*What is being asked*. Tally the lines of the data below that contain the string "brown". Give the tally and nothing else.

*Data shown*.
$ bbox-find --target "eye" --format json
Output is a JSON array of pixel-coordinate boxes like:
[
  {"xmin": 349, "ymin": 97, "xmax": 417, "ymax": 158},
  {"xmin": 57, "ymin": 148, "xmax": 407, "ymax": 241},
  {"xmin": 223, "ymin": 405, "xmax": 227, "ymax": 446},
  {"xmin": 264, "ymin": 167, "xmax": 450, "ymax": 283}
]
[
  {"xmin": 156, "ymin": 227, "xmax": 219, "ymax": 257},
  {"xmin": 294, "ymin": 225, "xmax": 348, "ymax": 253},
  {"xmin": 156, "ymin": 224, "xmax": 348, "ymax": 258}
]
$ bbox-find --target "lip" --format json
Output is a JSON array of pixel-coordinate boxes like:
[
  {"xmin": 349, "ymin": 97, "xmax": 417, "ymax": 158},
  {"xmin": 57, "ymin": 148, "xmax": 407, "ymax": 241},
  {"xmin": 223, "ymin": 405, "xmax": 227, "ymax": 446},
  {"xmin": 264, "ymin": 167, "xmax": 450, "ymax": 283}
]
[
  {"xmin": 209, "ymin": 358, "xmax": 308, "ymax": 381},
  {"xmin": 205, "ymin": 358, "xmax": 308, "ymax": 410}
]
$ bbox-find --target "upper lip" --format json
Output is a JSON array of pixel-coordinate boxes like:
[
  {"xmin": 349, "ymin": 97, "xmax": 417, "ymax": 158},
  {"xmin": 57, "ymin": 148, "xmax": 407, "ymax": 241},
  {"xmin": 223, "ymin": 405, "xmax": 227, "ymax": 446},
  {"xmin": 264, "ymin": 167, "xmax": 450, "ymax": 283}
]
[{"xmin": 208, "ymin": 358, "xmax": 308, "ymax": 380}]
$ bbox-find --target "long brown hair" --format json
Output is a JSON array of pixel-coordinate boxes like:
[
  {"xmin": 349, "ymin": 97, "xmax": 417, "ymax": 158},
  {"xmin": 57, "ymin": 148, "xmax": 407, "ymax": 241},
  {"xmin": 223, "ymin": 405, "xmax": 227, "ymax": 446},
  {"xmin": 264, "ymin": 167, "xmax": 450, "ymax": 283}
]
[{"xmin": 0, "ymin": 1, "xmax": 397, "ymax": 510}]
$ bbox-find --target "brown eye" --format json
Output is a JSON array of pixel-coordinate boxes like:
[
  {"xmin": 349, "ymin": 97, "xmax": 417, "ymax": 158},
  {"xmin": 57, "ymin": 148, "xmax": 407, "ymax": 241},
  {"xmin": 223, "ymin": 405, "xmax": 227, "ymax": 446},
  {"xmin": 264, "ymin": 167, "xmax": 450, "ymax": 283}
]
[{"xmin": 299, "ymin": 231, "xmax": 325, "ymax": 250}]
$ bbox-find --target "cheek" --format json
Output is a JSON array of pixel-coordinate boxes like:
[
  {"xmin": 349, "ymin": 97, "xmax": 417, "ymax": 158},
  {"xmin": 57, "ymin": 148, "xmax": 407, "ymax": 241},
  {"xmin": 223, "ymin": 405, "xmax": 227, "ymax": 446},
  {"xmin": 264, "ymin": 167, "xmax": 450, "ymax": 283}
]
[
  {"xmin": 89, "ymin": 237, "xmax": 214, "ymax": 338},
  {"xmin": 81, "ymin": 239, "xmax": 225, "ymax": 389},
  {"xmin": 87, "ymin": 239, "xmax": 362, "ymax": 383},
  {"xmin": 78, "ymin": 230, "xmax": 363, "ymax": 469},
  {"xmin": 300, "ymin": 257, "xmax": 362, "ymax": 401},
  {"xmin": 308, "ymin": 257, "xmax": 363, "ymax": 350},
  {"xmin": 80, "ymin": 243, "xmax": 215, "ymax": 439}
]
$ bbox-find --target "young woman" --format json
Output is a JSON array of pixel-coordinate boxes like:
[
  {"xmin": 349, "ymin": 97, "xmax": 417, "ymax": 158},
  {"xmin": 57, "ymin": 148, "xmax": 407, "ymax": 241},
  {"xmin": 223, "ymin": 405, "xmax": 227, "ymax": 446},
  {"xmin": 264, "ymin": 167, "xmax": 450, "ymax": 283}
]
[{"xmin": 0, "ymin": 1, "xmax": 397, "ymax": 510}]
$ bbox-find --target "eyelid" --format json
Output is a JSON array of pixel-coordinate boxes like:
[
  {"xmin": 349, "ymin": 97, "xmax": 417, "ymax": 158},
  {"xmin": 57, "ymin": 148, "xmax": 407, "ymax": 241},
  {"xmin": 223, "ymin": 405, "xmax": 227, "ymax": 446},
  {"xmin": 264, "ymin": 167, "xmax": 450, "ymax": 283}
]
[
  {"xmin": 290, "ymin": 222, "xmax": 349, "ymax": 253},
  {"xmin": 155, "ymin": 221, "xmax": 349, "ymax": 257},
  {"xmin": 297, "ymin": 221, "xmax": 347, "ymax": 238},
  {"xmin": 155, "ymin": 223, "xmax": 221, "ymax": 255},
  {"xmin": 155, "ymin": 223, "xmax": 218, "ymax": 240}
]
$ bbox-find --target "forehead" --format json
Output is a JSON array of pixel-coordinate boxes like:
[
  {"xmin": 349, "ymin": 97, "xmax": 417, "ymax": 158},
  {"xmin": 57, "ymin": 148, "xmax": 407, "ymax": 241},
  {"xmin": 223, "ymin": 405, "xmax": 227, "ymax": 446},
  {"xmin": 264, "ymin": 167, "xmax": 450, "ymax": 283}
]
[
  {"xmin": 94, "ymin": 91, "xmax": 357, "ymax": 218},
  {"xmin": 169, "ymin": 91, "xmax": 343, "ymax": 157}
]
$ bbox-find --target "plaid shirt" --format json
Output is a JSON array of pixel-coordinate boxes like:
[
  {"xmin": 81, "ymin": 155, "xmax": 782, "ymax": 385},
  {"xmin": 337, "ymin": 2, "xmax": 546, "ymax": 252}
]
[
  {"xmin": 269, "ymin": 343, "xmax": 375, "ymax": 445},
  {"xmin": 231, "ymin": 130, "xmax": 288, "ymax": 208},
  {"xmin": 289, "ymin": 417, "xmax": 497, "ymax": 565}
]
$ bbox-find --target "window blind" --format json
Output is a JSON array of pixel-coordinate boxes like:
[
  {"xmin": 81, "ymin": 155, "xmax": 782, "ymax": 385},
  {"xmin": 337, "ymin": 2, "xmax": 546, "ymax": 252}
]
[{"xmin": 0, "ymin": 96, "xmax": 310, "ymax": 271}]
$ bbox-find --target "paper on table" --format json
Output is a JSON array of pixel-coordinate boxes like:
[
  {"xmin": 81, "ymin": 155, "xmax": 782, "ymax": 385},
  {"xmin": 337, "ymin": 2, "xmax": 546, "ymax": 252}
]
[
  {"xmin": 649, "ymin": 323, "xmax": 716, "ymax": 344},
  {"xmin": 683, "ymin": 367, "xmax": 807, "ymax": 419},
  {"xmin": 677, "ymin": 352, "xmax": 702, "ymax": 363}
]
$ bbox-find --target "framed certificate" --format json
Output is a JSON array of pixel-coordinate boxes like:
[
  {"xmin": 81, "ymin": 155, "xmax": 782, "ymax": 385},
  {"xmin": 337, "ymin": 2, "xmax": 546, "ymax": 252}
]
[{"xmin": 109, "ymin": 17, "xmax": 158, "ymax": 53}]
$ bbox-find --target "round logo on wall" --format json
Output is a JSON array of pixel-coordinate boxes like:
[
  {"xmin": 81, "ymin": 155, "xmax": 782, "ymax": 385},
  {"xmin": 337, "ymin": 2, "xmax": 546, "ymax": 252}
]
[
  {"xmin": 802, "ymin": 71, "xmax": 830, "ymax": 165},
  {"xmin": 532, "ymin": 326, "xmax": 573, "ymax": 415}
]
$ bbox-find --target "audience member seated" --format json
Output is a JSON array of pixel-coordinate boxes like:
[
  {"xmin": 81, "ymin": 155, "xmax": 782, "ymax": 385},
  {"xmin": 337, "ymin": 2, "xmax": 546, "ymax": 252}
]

*Answer to this problem*. 2